§ **WORK REQUEST**:
Please retype the records below exactly as they appear, but leave out the pictures.

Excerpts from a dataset
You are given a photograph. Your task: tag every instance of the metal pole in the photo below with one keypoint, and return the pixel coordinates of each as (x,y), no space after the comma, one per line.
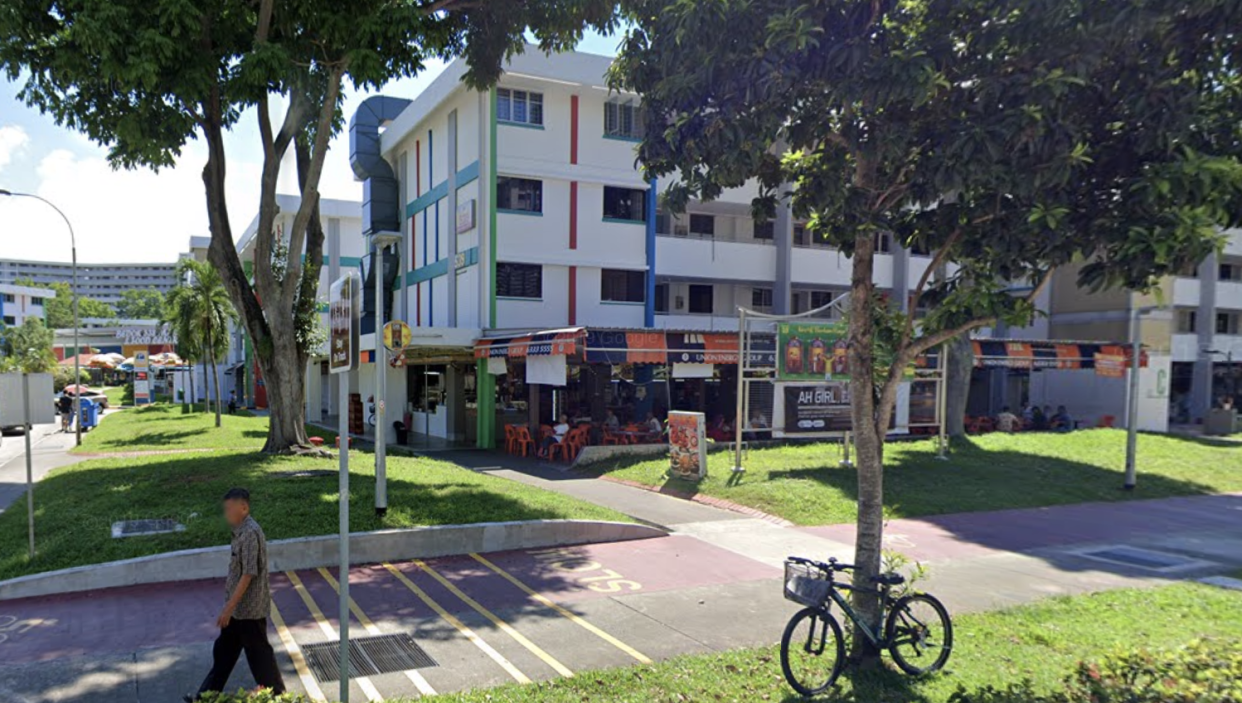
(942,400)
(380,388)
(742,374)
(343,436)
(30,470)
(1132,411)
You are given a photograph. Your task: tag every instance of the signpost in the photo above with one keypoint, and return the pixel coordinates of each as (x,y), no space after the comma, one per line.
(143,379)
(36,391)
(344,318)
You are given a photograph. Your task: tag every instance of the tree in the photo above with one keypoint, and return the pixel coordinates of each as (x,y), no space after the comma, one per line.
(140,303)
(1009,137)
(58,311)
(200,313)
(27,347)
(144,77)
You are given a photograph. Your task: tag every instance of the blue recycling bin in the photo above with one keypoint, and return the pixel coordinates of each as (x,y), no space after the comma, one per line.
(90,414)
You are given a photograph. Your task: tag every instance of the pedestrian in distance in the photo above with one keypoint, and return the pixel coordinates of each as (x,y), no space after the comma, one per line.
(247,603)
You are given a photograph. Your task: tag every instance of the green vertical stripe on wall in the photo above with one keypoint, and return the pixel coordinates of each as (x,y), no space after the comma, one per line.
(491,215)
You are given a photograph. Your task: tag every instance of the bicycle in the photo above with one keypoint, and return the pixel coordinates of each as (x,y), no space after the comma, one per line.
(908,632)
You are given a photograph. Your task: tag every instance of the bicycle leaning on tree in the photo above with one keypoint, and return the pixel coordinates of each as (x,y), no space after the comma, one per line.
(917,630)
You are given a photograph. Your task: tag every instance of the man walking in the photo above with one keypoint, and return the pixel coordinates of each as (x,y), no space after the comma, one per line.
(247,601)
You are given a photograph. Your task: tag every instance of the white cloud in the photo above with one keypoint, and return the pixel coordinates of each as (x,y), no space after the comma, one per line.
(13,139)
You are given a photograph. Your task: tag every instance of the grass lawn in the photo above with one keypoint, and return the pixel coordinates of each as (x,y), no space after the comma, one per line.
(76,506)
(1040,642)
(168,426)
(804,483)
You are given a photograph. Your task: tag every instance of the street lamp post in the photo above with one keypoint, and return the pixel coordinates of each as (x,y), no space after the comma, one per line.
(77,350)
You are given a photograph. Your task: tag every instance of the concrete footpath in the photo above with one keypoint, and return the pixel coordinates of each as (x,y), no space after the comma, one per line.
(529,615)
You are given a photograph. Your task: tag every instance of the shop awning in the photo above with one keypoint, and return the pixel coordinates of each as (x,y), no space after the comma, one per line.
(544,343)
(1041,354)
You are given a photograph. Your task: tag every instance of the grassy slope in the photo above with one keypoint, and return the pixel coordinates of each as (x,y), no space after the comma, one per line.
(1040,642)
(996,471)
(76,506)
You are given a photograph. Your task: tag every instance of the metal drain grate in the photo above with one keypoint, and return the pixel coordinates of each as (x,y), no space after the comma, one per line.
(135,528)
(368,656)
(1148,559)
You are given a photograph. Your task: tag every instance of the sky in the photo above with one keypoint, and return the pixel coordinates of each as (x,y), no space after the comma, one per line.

§ **TASK SOLUTION**:
You are given a photograph. Your task: tag every instance of the metal pole in the photo below with one keypoint, and return the pixel coordinates of each as (x,y), no space after the comma, one per line.
(942,400)
(380,388)
(742,374)
(343,436)
(30,470)
(1132,411)
You are given a photograph. Your task: tag every instance of the signpost in the photo above with one keypoint, and return the pixel coordinates of each as (x,y), no space after the comma, one per line.
(143,379)
(36,391)
(344,318)
You are given a photograph. Your task: tag every instance of the tree in the photo above with one keypoint, and return the pixel coordinates of each as (x,y), no space after the comma, one per line.
(140,303)
(1009,137)
(58,311)
(200,313)
(27,347)
(144,77)
You are given a photograph. Your task: tag every instance of the blue recycling bin in the photo above with one keypoint, and return the pixel coordinates of each as (x,y), no space after the comma, one per line.
(90,414)
You are given a photograph. Your task: tag every instance of the pedestrian in distance in the photo above with one keypoint, and return the pixel coordinates of each as (x,y), no space after the comma, one per line.
(247,603)
You are given a photograph. Your task: tag every instance of the green vertical stripe on wall in the photo above with one keypoint, and return the pixel coordinates of each as (x,y), no space after the comma, one per line.
(491,215)
You are given a photograph. Your task: tag every instance of the bicycle in the photo above with one keypoint, and return the pixel coordinates of each as (x,y), no space after the comma, one per line.
(908,632)
You are given a photograph. Your task: tag every instance of the bicycle leaning on tree in the photo above with one keypoint, and return the pixel coordinates of each as (x,y), no space after the comma, one per line.
(917,630)
You are given a photograph. Your task: tag every instance of the man walking in the photo above with one keypoint, and return the pixel coordinates of each as (x,y), no space after the comma, one per line.
(247,601)
You are given a photograph. Your task: tag every instance of the white cloud in the photo above with one keypoint, and return the pixel coordinates of each as (x,y), no space after the comma, one per line.
(13,139)
You are given a photograph. Your task: tag every instance of the grass lawn in the photo above with one keypoint, and return the pixel coordinates of each as (x,y), no space after the comma, one per line.
(76,506)
(1040,642)
(168,426)
(804,483)
You are given a photograph. Your task: tag every instance of the street lamp post in the photo above with one keypoint, and return the pixel coordinates of each as (x,y), no space after the comma, one per line.
(77,350)
You are given a photograph. Your task: tag every instance of the concrete footpath in the photo above with one keypoint, and return the pixel coordinates of each as (x,y), no space after the comma, one per line.
(529,615)
You are given a photograph. Your task: tag every instance of the shop awning in the photo above with one keypoint, and return the pixel coordinates of each as (x,y), no space after the comma, one per line.
(544,343)
(1041,354)
You are given a photograph. Your task: tag every instance of the grassy slope in the photo above with one keypoint, and return the pixel coordinates of each as (x,y), no space after the comma, one per line.
(1040,642)
(996,471)
(76,506)
You are given a photograph. Your task: tag every instance of the metal drain grate in the photo above with one keypoint, and return the pixel coordinates of each as (x,y), no space after the comma, one per line.
(135,528)
(368,656)
(1148,559)
You are given a photograph. Your task: tag every instance of the sky in the photo above with one keypoint, and return the pixel coordinates of each as (x,y), no space after the comma, one per line.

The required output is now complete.